> **ABOUT THIS TASK**:
Copy out the entries that follow, unchanged.

> **INPUT FOR THIS TASK**:
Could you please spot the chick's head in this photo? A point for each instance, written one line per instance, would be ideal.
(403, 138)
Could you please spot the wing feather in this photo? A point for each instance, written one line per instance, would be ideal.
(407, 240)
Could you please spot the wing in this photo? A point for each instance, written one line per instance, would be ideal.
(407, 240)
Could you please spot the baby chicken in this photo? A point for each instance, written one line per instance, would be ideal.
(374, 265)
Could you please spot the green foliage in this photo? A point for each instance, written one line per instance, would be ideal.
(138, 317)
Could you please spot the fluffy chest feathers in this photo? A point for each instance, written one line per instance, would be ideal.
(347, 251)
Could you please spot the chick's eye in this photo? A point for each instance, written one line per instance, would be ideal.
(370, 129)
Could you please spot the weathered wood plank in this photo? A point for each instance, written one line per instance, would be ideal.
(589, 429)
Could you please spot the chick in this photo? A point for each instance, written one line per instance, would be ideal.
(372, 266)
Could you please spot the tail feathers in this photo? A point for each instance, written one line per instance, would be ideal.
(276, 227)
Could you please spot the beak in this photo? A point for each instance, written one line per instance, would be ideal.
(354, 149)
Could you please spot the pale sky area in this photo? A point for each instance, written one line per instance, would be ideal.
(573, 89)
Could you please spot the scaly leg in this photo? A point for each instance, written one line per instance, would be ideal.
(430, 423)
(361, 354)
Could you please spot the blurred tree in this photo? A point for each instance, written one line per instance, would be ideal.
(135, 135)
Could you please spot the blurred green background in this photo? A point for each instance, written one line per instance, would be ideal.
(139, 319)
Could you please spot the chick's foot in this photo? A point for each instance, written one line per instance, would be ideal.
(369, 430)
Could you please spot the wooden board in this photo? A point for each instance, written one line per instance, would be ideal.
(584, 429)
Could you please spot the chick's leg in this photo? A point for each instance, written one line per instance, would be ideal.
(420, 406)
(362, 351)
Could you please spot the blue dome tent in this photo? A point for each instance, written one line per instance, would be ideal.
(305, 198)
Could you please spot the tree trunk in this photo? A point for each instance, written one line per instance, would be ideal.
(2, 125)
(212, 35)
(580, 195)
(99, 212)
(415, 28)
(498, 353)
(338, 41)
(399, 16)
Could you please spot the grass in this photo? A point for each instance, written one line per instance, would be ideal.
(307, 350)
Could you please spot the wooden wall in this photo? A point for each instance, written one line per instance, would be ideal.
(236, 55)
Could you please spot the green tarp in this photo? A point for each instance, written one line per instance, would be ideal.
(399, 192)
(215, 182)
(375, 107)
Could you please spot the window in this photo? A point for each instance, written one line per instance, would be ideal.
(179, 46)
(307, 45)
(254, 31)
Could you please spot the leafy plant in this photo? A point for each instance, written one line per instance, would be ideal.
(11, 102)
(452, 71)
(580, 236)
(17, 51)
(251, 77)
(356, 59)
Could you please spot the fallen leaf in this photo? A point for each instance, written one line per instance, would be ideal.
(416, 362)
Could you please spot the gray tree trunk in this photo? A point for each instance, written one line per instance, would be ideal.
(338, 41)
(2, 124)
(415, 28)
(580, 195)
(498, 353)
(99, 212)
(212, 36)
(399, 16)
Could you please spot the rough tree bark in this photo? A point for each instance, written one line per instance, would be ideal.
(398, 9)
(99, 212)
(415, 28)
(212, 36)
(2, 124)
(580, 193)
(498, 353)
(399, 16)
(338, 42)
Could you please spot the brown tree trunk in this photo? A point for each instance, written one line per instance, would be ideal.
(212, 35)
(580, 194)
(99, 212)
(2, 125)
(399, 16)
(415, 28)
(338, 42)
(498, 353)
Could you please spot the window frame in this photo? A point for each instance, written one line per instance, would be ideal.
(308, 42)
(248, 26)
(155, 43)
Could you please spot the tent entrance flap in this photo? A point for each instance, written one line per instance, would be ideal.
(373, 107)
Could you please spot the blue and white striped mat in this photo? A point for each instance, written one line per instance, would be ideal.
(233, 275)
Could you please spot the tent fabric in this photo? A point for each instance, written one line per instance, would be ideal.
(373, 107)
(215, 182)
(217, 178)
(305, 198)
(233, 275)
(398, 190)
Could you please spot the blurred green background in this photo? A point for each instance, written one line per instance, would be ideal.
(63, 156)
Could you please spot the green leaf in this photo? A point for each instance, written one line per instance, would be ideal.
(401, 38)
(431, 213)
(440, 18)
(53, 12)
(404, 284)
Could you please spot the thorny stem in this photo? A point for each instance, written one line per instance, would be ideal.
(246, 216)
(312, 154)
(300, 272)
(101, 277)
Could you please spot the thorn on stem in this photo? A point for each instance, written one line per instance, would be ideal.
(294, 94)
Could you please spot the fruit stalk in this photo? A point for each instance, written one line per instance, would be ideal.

> **OUTPUT BELOW**:
Could you please spot the chick's head in this photo? A point for each instance, written one line per instance, would be ideal.
(403, 138)
Could you please spot the wing feather in this photo? A point for each instance, written one line per instance, would be ideal.
(407, 240)
Could you please spot the wing in this photo? A point for each instance, written one line per instance, would be ideal.
(407, 240)
Could you please spot the baby chicken in this photo? A point for each instance, written one line per instance, would be ideal.
(374, 265)
Could you please spot the green foliage in this photo? A point for each instance, written one line per instance, would be ideal.
(138, 317)
Could you please spot the fluffy chest feathers in this photo? A point for each instance, written one line per instance, would be ideal.
(347, 251)
Could you please spot the chick's eye in this photo? A point for each instance, written one line per instance, would be ideal.
(370, 129)
Could you please spot the weathered wood plank in this photo? A point for each instance, written one line per instance, would be ideal.
(589, 429)
Could you please spot the chick in this photo? A point for each instance, written one line per instance, would be ideal.
(372, 266)
Could you please spot the tail feathers in this photo? A point for each instance, written one line per instance, would be ideal.
(276, 227)
Could you please spot the beak in this photo? A point for each instance, written one line per instance, would be ideal.
(354, 149)
Could you please spot the pale sky area in this photo? A point for each instance, written one line per instance, would be ideal.
(573, 89)
Could you please spot the scaly leg in this photo? A point for each instance, written one line per instance, would be ideal.
(430, 423)
(361, 354)
Could you please spot the blurred tree in this photo? A point for each instance, written one line per instance, would be ideal.
(135, 135)
Could you please spot the blurred green background in this photo? A point for each instance, written one line per instance, would be ideal.
(139, 319)
Could you please spot the chick's foot in this photo? A point for each instance, written one line per instance, would be ideal.
(369, 430)
Could you please spot the wooden board in this photo? A point for each instance, written one line per instance, would be ideal.
(584, 429)
Could you please spot the chick's leg in this photo? A point for each instance, written one line per instance, would be ideal.
(420, 406)
(362, 351)
Could you please spot the blue dome tent in this photo? A point for each instance, written one line per instance, would be ideal.
(305, 198)
Could you please spot the tree trunk in this photo? A point for each instance, written one line per instance, would be ideal.
(2, 125)
(212, 35)
(580, 195)
(99, 212)
(415, 28)
(498, 353)
(338, 41)
(399, 16)
Could you please spot the grass in this photo? A point for each instance, written one line per instance, would be ideal.
(307, 350)
Could you please spot the wooden wall in this photo? A point for each instance, written one line per instance, would be ideal.
(236, 55)
Could you please spot the green tarp in this photo? A point for each instance, written one line per instance, would be ideal.
(399, 192)
(215, 182)
(375, 107)
Could you please spot the window in this photo? A point for each instance, written one line per instance, would be ideal.
(179, 46)
(307, 45)
(254, 31)
Could you please spot the leafy plant in this photo? A point for each instance, written one line per instance, would be ideal.
(11, 102)
(452, 71)
(580, 236)
(17, 51)
(251, 77)
(356, 59)
Could you please spot the fallen leaf in this photo? A point for each instance, written one line per instance, would be ideal.
(416, 362)
Could you please spot the gray tree trunk in this photo? A point for each instance, written one line per instance, would be ideal.
(338, 41)
(2, 124)
(415, 28)
(580, 195)
(498, 353)
(99, 212)
(212, 36)
(399, 16)
Could you please spot the rough tree bark in this photo? A point for each instance, written one line per instance, would be ideal.
(398, 9)
(99, 212)
(415, 28)
(212, 36)
(2, 124)
(580, 193)
(498, 353)
(399, 16)
(338, 42)
Could you please spot the brown tree trunk in this photo? A point for each instance, written one line per instance, would be ideal.
(212, 35)
(580, 194)
(99, 212)
(2, 125)
(399, 16)
(415, 28)
(338, 42)
(498, 353)
Could you please spot the window frame in this photo? A point for each instance, written one line per instance, would be ideal.
(308, 42)
(248, 26)
(155, 43)
Could you please spot the tent entrance flap in this photo? A point for each instance, written one line per instance, would be ideal.
(373, 107)
Could you please spot the blue and white striped mat in this photo? A point for each instance, written one line per instance, would be ideal.
(233, 275)
Could you please spot the tent fabric in this photo? A point for each instance, written one line per instance, would be ideal.
(373, 107)
(215, 182)
(217, 178)
(305, 198)
(233, 275)
(398, 190)
Could you please spot the blurred green background in this photo? A point for each instance, written one line per instance, would be ideal.
(63, 156)
Could you please spot the green leaf in this photo? A point for each instance, written one line per instance, would be ideal.
(401, 38)
(431, 213)
(440, 18)
(53, 12)
(404, 284)
Could you please spot the thorny stem in this photo? A point for each instance, written one line per instance, would be ideal.
(246, 216)
(312, 154)
(300, 272)
(101, 277)
Could you please spot the thorn on stem in this photo? A point for each instance, written one line per instance, would be ideal.
(294, 94)
Could you please spot the fruit stalk in this photo? A point for each instance, written one line per instance, would be ideal.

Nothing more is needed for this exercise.